## Exercise data
────────

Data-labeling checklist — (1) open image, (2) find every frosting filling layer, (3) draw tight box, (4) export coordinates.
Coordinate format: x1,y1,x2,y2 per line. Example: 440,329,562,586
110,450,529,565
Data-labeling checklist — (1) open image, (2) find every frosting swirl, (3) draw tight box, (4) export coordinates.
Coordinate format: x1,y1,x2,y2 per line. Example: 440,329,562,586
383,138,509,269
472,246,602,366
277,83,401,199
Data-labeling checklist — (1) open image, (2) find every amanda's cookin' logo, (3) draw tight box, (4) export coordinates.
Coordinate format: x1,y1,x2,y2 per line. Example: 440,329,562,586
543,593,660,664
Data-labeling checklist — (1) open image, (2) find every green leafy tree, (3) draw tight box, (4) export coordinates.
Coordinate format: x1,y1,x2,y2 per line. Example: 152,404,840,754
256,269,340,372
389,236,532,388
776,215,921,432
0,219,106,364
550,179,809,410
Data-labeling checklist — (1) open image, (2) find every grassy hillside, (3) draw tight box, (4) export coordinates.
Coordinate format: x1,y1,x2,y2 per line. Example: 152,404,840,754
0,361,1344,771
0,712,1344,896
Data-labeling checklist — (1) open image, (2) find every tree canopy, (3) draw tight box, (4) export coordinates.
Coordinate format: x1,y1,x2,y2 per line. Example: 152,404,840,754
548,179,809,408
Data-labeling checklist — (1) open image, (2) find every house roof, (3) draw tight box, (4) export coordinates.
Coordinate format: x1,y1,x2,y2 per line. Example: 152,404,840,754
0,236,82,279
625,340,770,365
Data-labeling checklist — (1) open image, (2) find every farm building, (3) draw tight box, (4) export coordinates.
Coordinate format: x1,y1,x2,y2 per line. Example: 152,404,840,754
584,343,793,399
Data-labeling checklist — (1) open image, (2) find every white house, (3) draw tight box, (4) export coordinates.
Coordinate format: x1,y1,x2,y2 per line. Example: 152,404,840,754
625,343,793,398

────────

## Exercise aim
Write out again everything from the line containing "Data-labeling checklist — (1) open image, (2) find every green" down to the end of the material, both ends included. Keep the requests and their format samples unchanged, but multiply each coordinate in the answers by 2.1 and round to whole numbers, rounding halves up.

## Correct output
Data-labeling checklist — (1) open image, (2) find every green leafy tree, (3) draw tight box, (4) export coordinates.
Coordinate format: x1,y1,x2,y2 per line. Example: 152,404,840,754
538,565,714,781
817,496,1117,815
1630,452,1934,907
0,460,223,764
1155,376,1699,861
Data-labeling checklist — (1) open image, (2) find every grassy hillside, (3) draw tight box, (4) export coordinates.
Coordinate format: x1,y1,x2,y2 per line. Example: 152,404,840,754
0,758,2822,1619
0,1495,2822,1882
Data-labeling checklist — (1) open image, (2) find every tree canopy, (3) draw tight box, (4) export coordinates.
Coordinate format: x1,y1,x2,y2 per line. Example: 152,404,840,754
1151,376,1699,857
Data-labeling checklist — (1) open image, (2) find every house roof, (3) draw tight box, (4) export coordinates.
Coordinate format: x1,y1,x2,y2 per line. Example: 152,404,840,754
0,496,172,586
1313,714,1617,767
Data-labeling checklist — (1) open image, (2) find every farm building, (3) draw tight box, (4) export coordinates.
Coordinate format: x1,y1,x2,y2 per line. Example: 152,404,840,754
1226,720,1665,838
Data-labeling checklist — (1) open image, (2) find every white house, (3) draw tight box, (4) export coordinates.
Coordinate format: x1,y1,x2,y2 per line. Example: 152,404,840,754
1313,720,1665,836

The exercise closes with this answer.